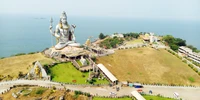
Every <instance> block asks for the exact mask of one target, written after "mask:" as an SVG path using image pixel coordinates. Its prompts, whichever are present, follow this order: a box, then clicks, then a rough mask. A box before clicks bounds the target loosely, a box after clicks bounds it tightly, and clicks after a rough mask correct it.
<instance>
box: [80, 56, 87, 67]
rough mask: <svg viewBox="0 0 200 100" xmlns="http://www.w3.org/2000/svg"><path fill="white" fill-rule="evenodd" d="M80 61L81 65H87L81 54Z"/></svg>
mask: <svg viewBox="0 0 200 100" xmlns="http://www.w3.org/2000/svg"><path fill="white" fill-rule="evenodd" d="M80 62H81V64H82V66H85V65H87V61H86V59H85V58H83V56H81V60H80Z"/></svg>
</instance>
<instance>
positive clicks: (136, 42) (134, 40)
mask: <svg viewBox="0 0 200 100" xmlns="http://www.w3.org/2000/svg"><path fill="white" fill-rule="evenodd" d="M137 43H143V40H142V39H136V40H131V41H128V42H126V44H137Z"/></svg>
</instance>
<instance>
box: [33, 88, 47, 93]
mask: <svg viewBox="0 0 200 100" xmlns="http://www.w3.org/2000/svg"><path fill="white" fill-rule="evenodd" d="M44 91H45V90H44V89H38V90H37V91H36V92H35V93H36V94H43V93H44Z"/></svg>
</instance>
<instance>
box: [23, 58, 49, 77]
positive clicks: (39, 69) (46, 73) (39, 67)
mask: <svg viewBox="0 0 200 100" xmlns="http://www.w3.org/2000/svg"><path fill="white" fill-rule="evenodd" d="M27 76H31V77H33V78H41V79H46V80H50V76H48V75H47V73H46V71H45V70H44V68H43V67H42V65H41V64H40V62H39V61H36V62H35V65H34V67H33V68H31V70H30V72H29V73H28V74H27Z"/></svg>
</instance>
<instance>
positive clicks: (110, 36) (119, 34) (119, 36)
mask: <svg viewBox="0 0 200 100" xmlns="http://www.w3.org/2000/svg"><path fill="white" fill-rule="evenodd" d="M115 36H116V37H118V38H124V35H123V34H118V33H117V34H112V35H111V36H110V37H111V38H114V37H115Z"/></svg>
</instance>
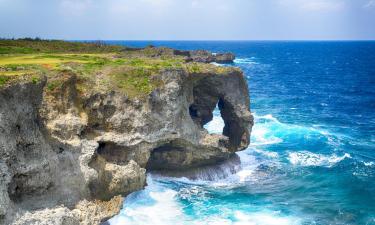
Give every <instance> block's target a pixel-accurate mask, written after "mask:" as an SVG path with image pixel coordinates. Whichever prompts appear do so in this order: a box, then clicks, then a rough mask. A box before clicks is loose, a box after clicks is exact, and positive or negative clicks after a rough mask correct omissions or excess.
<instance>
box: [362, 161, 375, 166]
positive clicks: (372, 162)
mask: <svg viewBox="0 0 375 225" xmlns="http://www.w3.org/2000/svg"><path fill="white" fill-rule="evenodd" d="M363 164H364V165H365V166H368V167H375V162H373V161H370V162H363Z"/></svg>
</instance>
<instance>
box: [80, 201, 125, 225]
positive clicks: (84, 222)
mask: <svg viewBox="0 0 375 225" xmlns="http://www.w3.org/2000/svg"><path fill="white" fill-rule="evenodd" d="M122 201H123V198H122V197H121V196H115V197H113V198H112V199H111V200H109V201H100V200H95V201H87V200H83V201H80V202H79V203H78V204H77V205H76V208H75V209H74V210H73V214H74V215H75V216H76V217H77V218H78V219H79V222H80V224H81V225H97V224H101V223H103V222H105V221H106V220H108V219H110V218H111V217H113V216H115V215H117V214H118V213H119V212H120V209H121V207H122Z"/></svg>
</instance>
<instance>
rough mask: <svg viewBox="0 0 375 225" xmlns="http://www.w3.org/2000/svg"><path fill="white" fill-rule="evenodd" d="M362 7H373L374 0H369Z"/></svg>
mask: <svg viewBox="0 0 375 225" xmlns="http://www.w3.org/2000/svg"><path fill="white" fill-rule="evenodd" d="M363 7H364V8H375V0H369V1H368V2H367V3H366V4H365V5H364V6H363Z"/></svg>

[EXERCISE DESCRIPTION]: Would you restate the listing word for word and leave every picture out?

[RESULT BELOW]:
Every <instance> block asks for the exact mask of one target, written after "mask:" as an SVG path using image pixel coordinates. Its prompts, whichever are present, follow this order: a box, then clicks, then a rough mask. A box before clicks bounds the target loosely, a box after clicks bounds it tightly, and clicks after a rough mask correct it.
<instance>
box: [80, 56, 87, 67]
rough mask: <svg viewBox="0 0 200 100" xmlns="http://www.w3.org/2000/svg"><path fill="white" fill-rule="evenodd" d="M80 61L81 65H87L81 54Z"/></svg>
mask: <svg viewBox="0 0 200 100" xmlns="http://www.w3.org/2000/svg"><path fill="white" fill-rule="evenodd" d="M80 62H81V64H82V66H85V65H87V61H86V59H85V58H83V56H81V60H80Z"/></svg>
</instance>
<instance>
positive clicks: (136, 42) (134, 40)
mask: <svg viewBox="0 0 200 100" xmlns="http://www.w3.org/2000/svg"><path fill="white" fill-rule="evenodd" d="M137 43H143V40H142V39H136V40H131V41H128V42H126V44H137Z"/></svg>
</instance>
<instance>
box: [33, 88, 47, 93]
mask: <svg viewBox="0 0 200 100" xmlns="http://www.w3.org/2000/svg"><path fill="white" fill-rule="evenodd" d="M44 91H45V90H44V89H38V90H37V91H36V92H35V93H36V94H43V93H44Z"/></svg>
</instance>
<instance>
box: [23, 58, 49, 77]
positive clicks: (39, 69) (46, 73) (39, 67)
mask: <svg viewBox="0 0 200 100" xmlns="http://www.w3.org/2000/svg"><path fill="white" fill-rule="evenodd" d="M27 76H31V77H33V78H41V79H46V80H50V76H48V75H47V73H46V71H45V70H44V68H43V67H42V65H41V64H40V62H39V61H36V62H35V65H34V67H33V68H31V70H30V72H29V73H28V74H27Z"/></svg>
</instance>
<instance>
positive clicks: (110, 36) (119, 34) (119, 36)
mask: <svg viewBox="0 0 200 100" xmlns="http://www.w3.org/2000/svg"><path fill="white" fill-rule="evenodd" d="M115 36H116V37H118V38H124V35H123V34H118V33H117V34H112V35H111V36H110V37H111V38H114V37H115Z"/></svg>
</instance>
Give every <instance> block's target a pixel-accurate mask, written after "mask:" as an SVG path with image pixel coordinates. Whichever prompts appear do so in this order: a box, then clicks, then a rough mask. A box before clicks is loose, a box after clicks is exact, and positive or negative clicks after a rough mask correct omissions or excess.
<instance>
box: [362, 161, 375, 166]
positive clicks: (372, 162)
mask: <svg viewBox="0 0 375 225" xmlns="http://www.w3.org/2000/svg"><path fill="white" fill-rule="evenodd" d="M363 164H364V165H365V166H368V167H375V162H373V161H370V162H363Z"/></svg>
</instance>
<instance>
box: [80, 201, 125, 225]
positive clicks: (84, 222)
mask: <svg viewBox="0 0 375 225" xmlns="http://www.w3.org/2000/svg"><path fill="white" fill-rule="evenodd" d="M122 201H123V198H122V197H121V196H115V197H113V198H112V199H111V200H109V201H100V200H95V201H87V200H83V201H80V202H79V203H78V204H77V205H76V208H75V209H74V210H73V214H74V215H75V216H76V217H77V218H78V219H79V222H80V224H81V225H97V224H101V223H103V222H105V221H106V220H108V219H110V218H111V217H113V216H115V215H117V214H118V213H119V212H120V209H121V207H122Z"/></svg>
</instance>
<instance>
rough mask: <svg viewBox="0 0 375 225" xmlns="http://www.w3.org/2000/svg"><path fill="white" fill-rule="evenodd" d="M362 7H373L374 0H369Z"/></svg>
mask: <svg viewBox="0 0 375 225" xmlns="http://www.w3.org/2000/svg"><path fill="white" fill-rule="evenodd" d="M363 7H364V8H375V0H369V1H368V2H367V3H366V4H365V5H364V6H363Z"/></svg>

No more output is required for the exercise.